Leave out all pictures and retype exactly the lines from the one with "One point belongs to every instance of the black" through the last line of the material.
--- Start Data ---
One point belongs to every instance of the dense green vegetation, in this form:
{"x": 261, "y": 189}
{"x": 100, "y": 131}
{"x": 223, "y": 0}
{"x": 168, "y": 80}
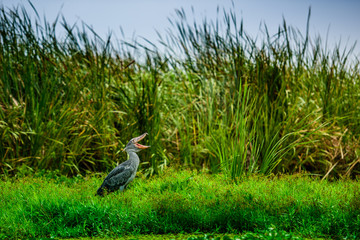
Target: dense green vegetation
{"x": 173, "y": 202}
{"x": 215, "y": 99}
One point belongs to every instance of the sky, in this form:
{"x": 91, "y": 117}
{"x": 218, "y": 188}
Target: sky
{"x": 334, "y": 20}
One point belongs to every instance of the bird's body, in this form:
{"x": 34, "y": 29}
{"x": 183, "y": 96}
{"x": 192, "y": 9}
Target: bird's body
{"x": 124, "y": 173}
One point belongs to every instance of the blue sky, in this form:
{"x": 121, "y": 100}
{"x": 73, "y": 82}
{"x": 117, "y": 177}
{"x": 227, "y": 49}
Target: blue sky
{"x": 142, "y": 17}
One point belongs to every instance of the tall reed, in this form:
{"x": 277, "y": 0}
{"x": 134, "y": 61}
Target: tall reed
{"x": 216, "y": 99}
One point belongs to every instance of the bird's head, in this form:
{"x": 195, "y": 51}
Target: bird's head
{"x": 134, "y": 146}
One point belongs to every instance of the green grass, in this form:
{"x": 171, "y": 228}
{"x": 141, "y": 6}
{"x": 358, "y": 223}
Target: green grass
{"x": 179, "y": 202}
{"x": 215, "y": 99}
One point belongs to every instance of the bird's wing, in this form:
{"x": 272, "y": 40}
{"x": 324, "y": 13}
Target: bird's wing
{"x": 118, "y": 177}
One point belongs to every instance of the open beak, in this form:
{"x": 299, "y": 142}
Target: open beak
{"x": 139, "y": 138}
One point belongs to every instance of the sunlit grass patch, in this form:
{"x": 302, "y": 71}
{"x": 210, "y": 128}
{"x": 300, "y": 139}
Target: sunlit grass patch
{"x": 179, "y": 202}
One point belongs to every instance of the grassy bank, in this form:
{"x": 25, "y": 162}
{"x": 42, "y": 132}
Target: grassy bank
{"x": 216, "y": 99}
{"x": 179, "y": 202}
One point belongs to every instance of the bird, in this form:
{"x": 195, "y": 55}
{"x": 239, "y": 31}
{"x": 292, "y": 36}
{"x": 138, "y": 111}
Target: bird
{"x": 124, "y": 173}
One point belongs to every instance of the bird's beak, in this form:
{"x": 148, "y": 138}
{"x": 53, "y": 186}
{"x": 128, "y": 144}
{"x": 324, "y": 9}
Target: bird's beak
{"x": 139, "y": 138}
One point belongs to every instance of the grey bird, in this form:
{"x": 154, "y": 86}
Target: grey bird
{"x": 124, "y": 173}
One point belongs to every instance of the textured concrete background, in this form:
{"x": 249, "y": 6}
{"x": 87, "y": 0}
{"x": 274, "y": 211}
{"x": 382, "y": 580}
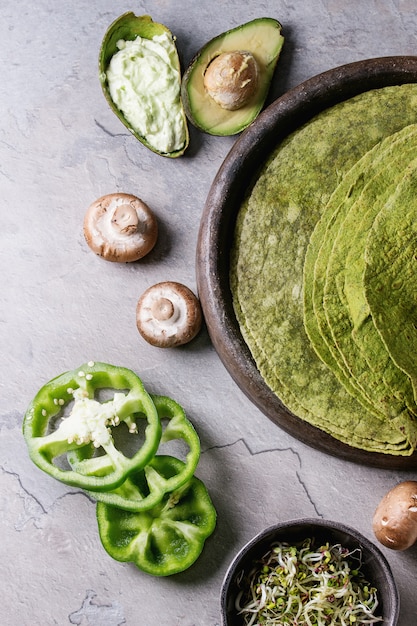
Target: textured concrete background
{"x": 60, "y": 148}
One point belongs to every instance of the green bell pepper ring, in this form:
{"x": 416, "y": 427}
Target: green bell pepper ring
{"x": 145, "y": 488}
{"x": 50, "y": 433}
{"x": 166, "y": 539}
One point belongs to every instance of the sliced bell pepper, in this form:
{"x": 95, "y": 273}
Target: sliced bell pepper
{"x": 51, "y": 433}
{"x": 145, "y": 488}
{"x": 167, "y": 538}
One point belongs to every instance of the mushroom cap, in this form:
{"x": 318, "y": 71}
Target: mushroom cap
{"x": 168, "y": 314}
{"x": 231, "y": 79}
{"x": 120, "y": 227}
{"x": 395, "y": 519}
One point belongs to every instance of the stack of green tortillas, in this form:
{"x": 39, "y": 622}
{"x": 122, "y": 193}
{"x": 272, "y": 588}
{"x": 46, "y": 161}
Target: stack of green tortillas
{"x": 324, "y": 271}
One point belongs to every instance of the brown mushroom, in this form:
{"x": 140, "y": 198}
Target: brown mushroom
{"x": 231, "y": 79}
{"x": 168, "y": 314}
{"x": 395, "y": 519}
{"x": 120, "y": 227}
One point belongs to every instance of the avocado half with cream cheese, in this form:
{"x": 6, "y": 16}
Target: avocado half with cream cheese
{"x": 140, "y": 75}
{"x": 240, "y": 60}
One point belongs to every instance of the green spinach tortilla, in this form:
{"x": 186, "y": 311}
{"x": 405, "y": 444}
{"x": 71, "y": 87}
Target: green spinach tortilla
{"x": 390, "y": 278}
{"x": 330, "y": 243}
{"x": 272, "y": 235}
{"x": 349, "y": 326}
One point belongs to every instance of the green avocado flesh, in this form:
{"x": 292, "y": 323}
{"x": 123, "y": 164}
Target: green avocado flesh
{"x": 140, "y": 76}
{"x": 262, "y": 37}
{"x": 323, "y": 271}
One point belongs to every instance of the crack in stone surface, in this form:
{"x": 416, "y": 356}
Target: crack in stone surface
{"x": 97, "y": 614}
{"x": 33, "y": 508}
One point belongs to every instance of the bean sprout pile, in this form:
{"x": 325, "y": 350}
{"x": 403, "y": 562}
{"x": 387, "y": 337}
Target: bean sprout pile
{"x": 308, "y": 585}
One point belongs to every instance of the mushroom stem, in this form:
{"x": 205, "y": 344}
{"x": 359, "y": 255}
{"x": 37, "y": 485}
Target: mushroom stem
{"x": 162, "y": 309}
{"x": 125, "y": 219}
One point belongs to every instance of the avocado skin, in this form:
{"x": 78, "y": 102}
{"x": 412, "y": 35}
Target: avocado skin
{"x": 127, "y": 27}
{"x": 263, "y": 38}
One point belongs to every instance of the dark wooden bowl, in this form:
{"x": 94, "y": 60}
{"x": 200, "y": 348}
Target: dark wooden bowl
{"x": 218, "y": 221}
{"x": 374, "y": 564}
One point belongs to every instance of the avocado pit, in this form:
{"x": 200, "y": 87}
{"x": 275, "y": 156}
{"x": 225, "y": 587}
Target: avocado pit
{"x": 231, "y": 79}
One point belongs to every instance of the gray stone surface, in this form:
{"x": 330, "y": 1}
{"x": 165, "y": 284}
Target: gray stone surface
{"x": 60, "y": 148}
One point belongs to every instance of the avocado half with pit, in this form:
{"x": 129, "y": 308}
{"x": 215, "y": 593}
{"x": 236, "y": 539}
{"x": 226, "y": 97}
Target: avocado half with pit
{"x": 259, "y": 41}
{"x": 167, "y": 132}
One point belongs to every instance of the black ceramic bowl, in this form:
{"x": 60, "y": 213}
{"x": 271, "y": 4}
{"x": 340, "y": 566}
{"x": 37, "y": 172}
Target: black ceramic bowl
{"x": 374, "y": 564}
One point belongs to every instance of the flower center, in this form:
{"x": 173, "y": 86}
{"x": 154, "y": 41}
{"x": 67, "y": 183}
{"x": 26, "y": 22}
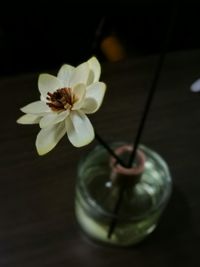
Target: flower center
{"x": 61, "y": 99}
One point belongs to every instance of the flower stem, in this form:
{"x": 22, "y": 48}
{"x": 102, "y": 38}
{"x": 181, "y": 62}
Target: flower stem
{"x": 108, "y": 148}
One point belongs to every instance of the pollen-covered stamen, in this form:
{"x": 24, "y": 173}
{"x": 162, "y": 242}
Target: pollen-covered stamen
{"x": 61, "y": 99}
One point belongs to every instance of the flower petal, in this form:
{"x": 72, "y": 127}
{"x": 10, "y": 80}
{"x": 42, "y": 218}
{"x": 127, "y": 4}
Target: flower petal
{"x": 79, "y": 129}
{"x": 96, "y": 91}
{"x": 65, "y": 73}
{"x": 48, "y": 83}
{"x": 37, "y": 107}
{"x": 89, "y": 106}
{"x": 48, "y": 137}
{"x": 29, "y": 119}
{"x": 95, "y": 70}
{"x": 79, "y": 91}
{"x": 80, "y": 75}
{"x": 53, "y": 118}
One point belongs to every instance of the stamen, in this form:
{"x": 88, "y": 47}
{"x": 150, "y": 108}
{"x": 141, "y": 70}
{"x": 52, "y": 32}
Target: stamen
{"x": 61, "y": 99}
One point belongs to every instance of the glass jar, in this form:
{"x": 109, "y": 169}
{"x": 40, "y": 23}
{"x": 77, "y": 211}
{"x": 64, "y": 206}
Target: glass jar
--- End Data ---
■ Output for this task
One point belongs to every instance of the black ceramic bowl, in this form:
{"x": 60, "y": 213}
{"x": 271, "y": 4}
{"x": 340, "y": 566}
{"x": 37, "y": 172}
Target: black ceramic bowl
{"x": 374, "y": 564}
One point belongs to every instance of the flower center, in this form:
{"x": 173, "y": 86}
{"x": 154, "y": 41}
{"x": 67, "y": 183}
{"x": 26, "y": 22}
Target: flower center
{"x": 61, "y": 99}
One point belongs to every instance of the flower stem, in this form:
{"x": 22, "y": 48}
{"x": 102, "y": 38}
{"x": 181, "y": 62}
Target: flower stem
{"x": 108, "y": 148}
One point belongs to every instance of the pollen-covered stamen, in this form:
{"x": 24, "y": 173}
{"x": 162, "y": 242}
Target: pollen-covered stamen
{"x": 61, "y": 99}
One point belongs to every instance of the flower petal, in this form:
{"x": 72, "y": 127}
{"x": 10, "y": 80}
{"x": 42, "y": 218}
{"x": 127, "y": 4}
Target: flower petal
{"x": 79, "y": 129}
{"x": 96, "y": 91}
{"x": 65, "y": 73}
{"x": 48, "y": 83}
{"x": 37, "y": 107}
{"x": 89, "y": 106}
{"x": 48, "y": 137}
{"x": 29, "y": 119}
{"x": 95, "y": 70}
{"x": 79, "y": 91}
{"x": 80, "y": 75}
{"x": 53, "y": 118}
One point belongs to every instance of the stamen, in this form:
{"x": 88, "y": 47}
{"x": 150, "y": 108}
{"x": 141, "y": 70}
{"x": 52, "y": 32}
Target: stamen
{"x": 61, "y": 99}
One point belongs to every instance of the glass jar, in this form:
{"x": 109, "y": 169}
{"x": 40, "y": 23}
{"x": 77, "y": 211}
{"x": 64, "y": 206}
Target: glass jar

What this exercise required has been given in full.